## AIM OF THE EXERCISE
Turn the rows below, from the line containing "Definition first: for each instance of the white" through the line containing "[[288, 53], [125, 13], [1, 178]]", into a Markdown table with the columns "Number" and "Line", omitting any blank lines.

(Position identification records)

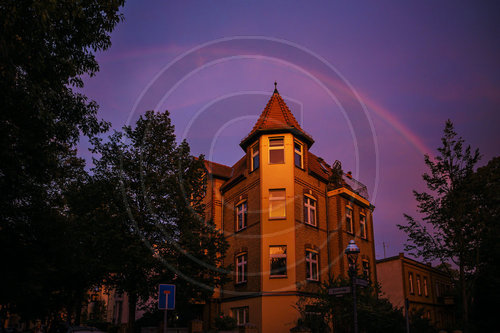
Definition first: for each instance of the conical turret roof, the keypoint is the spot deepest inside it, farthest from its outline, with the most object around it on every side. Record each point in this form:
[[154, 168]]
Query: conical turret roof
[[276, 118]]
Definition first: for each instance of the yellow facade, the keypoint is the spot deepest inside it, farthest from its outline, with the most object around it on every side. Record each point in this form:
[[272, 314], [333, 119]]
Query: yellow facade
[[269, 301]]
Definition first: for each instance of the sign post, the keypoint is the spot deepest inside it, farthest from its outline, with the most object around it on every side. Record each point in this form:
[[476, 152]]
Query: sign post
[[166, 301]]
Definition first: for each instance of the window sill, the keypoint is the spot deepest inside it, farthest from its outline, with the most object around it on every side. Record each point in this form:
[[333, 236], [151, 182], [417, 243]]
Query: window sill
[[277, 218], [312, 225], [244, 228]]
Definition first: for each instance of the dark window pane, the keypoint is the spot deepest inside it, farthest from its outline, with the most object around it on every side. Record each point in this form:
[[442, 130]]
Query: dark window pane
[[256, 162], [276, 156], [278, 266], [276, 142], [298, 160]]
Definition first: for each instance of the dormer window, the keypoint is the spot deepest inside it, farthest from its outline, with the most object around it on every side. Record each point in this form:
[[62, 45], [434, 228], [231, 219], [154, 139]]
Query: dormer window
[[255, 157], [298, 155], [277, 150]]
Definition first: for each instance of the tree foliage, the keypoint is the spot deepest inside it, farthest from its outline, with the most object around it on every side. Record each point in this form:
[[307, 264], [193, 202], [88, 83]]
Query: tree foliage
[[449, 230], [45, 48], [159, 190]]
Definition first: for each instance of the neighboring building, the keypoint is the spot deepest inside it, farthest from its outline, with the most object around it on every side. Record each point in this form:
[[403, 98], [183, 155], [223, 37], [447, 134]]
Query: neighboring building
[[427, 288], [286, 222]]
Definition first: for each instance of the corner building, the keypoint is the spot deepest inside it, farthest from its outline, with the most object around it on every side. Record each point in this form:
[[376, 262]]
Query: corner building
[[286, 223]]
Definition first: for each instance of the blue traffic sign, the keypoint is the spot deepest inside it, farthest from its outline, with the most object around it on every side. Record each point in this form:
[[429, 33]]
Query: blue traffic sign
[[166, 297]]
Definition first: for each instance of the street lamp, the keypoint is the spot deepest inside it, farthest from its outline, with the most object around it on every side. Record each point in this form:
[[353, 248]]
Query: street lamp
[[352, 252]]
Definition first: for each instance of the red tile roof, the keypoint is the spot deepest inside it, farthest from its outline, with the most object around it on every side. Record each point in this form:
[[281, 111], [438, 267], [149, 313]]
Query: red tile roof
[[218, 170], [318, 166], [276, 117]]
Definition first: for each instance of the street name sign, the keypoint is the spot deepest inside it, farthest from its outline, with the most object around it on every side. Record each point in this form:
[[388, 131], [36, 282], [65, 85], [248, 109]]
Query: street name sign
[[339, 291], [166, 297]]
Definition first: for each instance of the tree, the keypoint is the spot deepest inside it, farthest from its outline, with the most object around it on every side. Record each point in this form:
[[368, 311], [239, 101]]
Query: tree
[[484, 187], [449, 231], [45, 48], [159, 190]]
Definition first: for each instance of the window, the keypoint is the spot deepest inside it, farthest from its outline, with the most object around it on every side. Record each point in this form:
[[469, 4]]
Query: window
[[348, 220], [241, 268], [426, 290], [241, 216], [277, 150], [277, 256], [298, 155], [309, 210], [366, 268], [241, 315], [312, 267], [410, 283], [277, 204], [255, 157], [362, 226]]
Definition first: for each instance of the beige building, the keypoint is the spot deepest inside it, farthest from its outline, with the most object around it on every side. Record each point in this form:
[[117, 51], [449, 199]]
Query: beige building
[[286, 221], [426, 288]]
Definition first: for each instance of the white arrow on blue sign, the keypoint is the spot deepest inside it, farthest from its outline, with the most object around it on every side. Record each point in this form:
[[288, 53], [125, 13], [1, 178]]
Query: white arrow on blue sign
[[166, 297]]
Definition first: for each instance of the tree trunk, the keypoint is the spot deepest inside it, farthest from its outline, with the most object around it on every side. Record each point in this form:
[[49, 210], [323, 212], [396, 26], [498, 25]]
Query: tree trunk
[[132, 303], [463, 289]]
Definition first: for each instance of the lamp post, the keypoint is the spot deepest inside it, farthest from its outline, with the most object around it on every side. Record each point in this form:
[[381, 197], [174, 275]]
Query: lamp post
[[352, 252]]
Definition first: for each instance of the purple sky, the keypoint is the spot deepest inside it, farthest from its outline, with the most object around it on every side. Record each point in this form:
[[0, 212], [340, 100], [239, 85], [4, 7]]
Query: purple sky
[[412, 65]]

## ANSWER FOR THE TASK
| Number | Line |
|---|---|
| 1 | Definition first: for each instance of the white arrow on blue sign, the keypoint is the spot deepest inside it, farthest from its outline, with the most object around it on every side. Record each point in this form: |
| 2 | [[288, 53], [125, 13], [1, 178]] |